## Aim of the exercise
Only lines holding "instance" are wanted; copy each of them from the records below.

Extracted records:
....
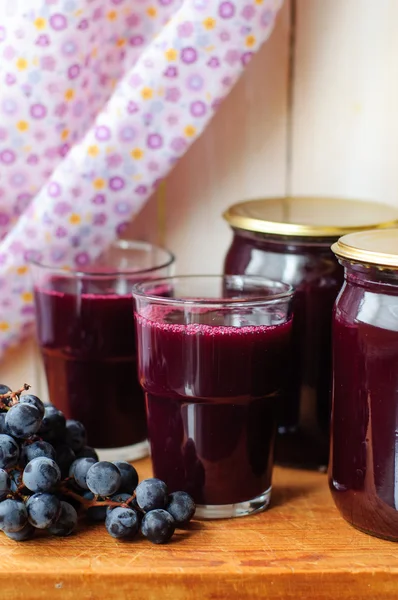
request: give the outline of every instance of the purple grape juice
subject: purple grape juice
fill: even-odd
[[[55,281],[35,289],[50,400],[66,418],[84,424],[91,446],[143,442],[147,431],[137,377],[133,298],[75,293],[69,287]]]
[[[225,326],[207,310],[186,325],[167,310],[136,315],[154,475],[198,504],[256,498],[271,486],[291,320]]]
[[[353,321],[341,309],[334,320],[330,488],[352,525],[397,540],[398,296],[386,295],[388,306],[390,326]]]

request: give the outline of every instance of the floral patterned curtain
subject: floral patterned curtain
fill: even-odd
[[[27,261],[84,268],[122,234],[281,2],[1,0],[0,353],[33,320]]]

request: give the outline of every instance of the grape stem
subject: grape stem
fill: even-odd
[[[64,496],[69,496],[70,498],[73,498],[73,500],[79,502],[85,510],[94,506],[109,506],[111,508],[122,506],[123,508],[131,508],[129,504],[135,498],[135,494],[133,494],[128,500],[126,500],[126,502],[115,502],[114,500],[99,501],[97,500],[97,497],[95,497],[93,500],[89,500],[88,498],[83,498],[79,494],[76,494],[65,485],[61,485],[59,491],[61,492],[61,494],[64,494]]]
[[[14,406],[14,404],[18,404],[19,397],[22,394],[22,392],[27,392],[31,387],[32,386],[30,386],[28,383],[24,383],[23,387],[19,388],[19,390],[16,390],[15,392],[6,392],[5,394],[0,394],[0,408],[9,410],[11,406]],[[8,399],[10,399],[11,402],[7,402],[6,404],[4,400]]]
[[[68,488],[67,485],[65,485],[66,482],[70,479],[72,479],[72,478],[68,477],[67,479],[65,479],[61,483],[61,485],[59,486],[57,491],[59,491],[64,496],[69,496],[69,498],[73,498],[73,500],[76,500],[77,502],[79,502],[85,510],[88,510],[89,508],[92,508],[94,506],[109,506],[111,508],[116,508],[117,506],[122,506],[123,508],[131,508],[130,503],[135,498],[135,493],[133,493],[133,495],[130,496],[130,498],[128,498],[128,500],[126,500],[126,502],[115,502],[114,500],[98,500],[98,496],[95,496],[93,500],[89,500],[88,498],[83,498],[79,494],[76,494],[70,488]],[[18,486],[18,488],[15,490],[15,492],[12,492],[11,494],[9,494],[9,497],[10,498],[21,498],[22,500],[26,501],[29,498],[29,496],[24,496],[24,494],[23,494],[24,489],[25,489],[25,485],[24,485],[24,483],[21,483]],[[138,510],[138,507],[137,507],[137,510]]]

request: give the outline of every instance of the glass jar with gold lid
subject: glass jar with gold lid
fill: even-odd
[[[398,225],[398,209],[355,200],[289,197],[235,204],[223,216],[234,232],[225,273],[263,275],[295,288],[293,356],[276,460],[326,467],[331,317],[343,283],[343,269],[330,246],[350,232]]]
[[[330,488],[352,525],[398,541],[398,229],[332,247],[345,270],[333,316]]]

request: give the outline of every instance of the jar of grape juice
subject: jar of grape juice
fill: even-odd
[[[398,229],[332,249],[345,282],[333,317],[330,489],[352,525],[398,541]]]
[[[276,461],[326,468],[329,456],[331,318],[343,268],[330,246],[357,230],[398,225],[398,210],[329,198],[266,198],[224,213],[234,236],[226,274],[262,275],[293,285],[293,356],[281,406]]]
....
## Task result
request: give the outline of every instance of the purple grape juice
request: give the outline of every instance of the floral patterned curtain
request: give the outline of every instance of the grape stem
request: give the outline of every instance of the glass jar with gold lid
request: give the outline of every instance of the jar of grape juice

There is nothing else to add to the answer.